● Selected passage
⟨

# Stone veneer splitting / cracking



## cornveneer (Apr 23, 2014)

Hi there 
Can anyone explain to me why these pillars i have constructed have all *split down one corner?* They were heavily constructed with 2x4s, 3/8 in ply, wrapped in tar paper, metal lath and stones put on with a pre mixed stone veneer mortar product. These cracks appeared a couple of months after completion and before any freezing temps 
I've attached a picture.
Looking forward to hearing your feedback
Thanks alot
Oh and these are bearing no load. steel post runs through the middle.


----------



## Tscarborough (Feb 25, 2006)

Water intrusion swelled the wood.


----------



## superseal (Feb 4, 2009)

Or pressure treated dried out...

Yes I would think some type of wood movement.


----------



## cornveneer (Apr 23, 2014)

Thank you very much for the reply. This definitely could be the cause, however, assuming they were sealed very well and the post were wrapped heavily with a moisture barrier do you think heat could have done this? I figured enough could escape up the hollow pillars. They ARE facing south. Would weeper holes have helped? Didn't think they were necessary. . . . and it happened so fast?
I really appreciate your advice
Thanks


----------



## JBM (Mar 31, 2011)

Did you over lap the lathe?


----------



## cornveneer (Apr 23, 2014)

⟩

● Objective
Transcribe the stone veneer thread from the words "## superseal (Feb" through the words "happened so fast?".

● Available data
⟨

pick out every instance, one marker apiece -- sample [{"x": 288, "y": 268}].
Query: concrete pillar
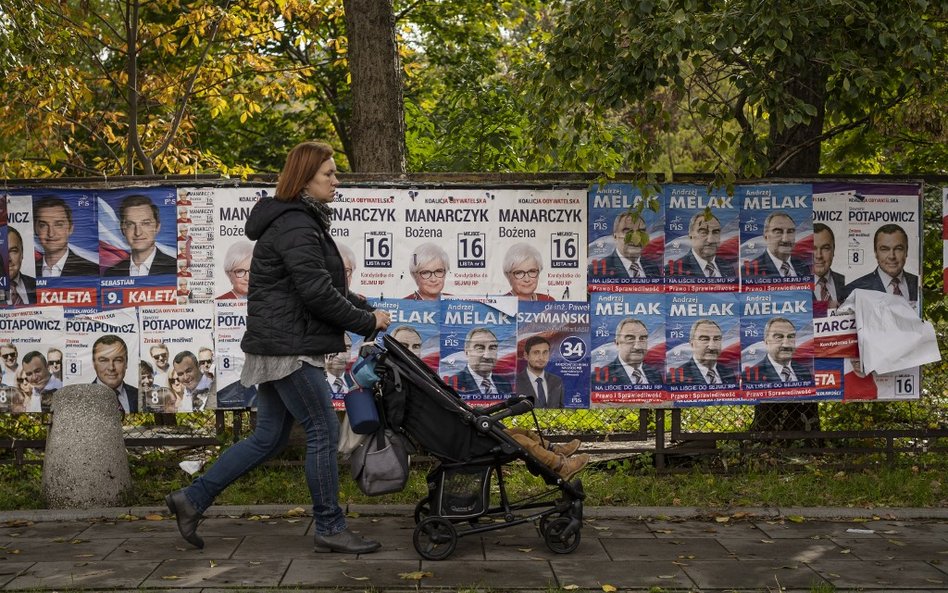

⟩

● Solution to this problem
## superseal (Feb 4, 2009)

Or pressure treated dried out...

Yes I would think some type of wood movement.


----------



## cornveneer (Apr 23, 2014)

Thank you very much for the reply. This definitely could be the cause, however, assuming they were sealed very well and the post were wrapped heavily with a moisture barrier do you think heat could have done this? I figured enough could escape up the hollow pillars. They ARE facing south. Would weeper holes have helped? Didn't think they were necessary. . . . and it happened so fast?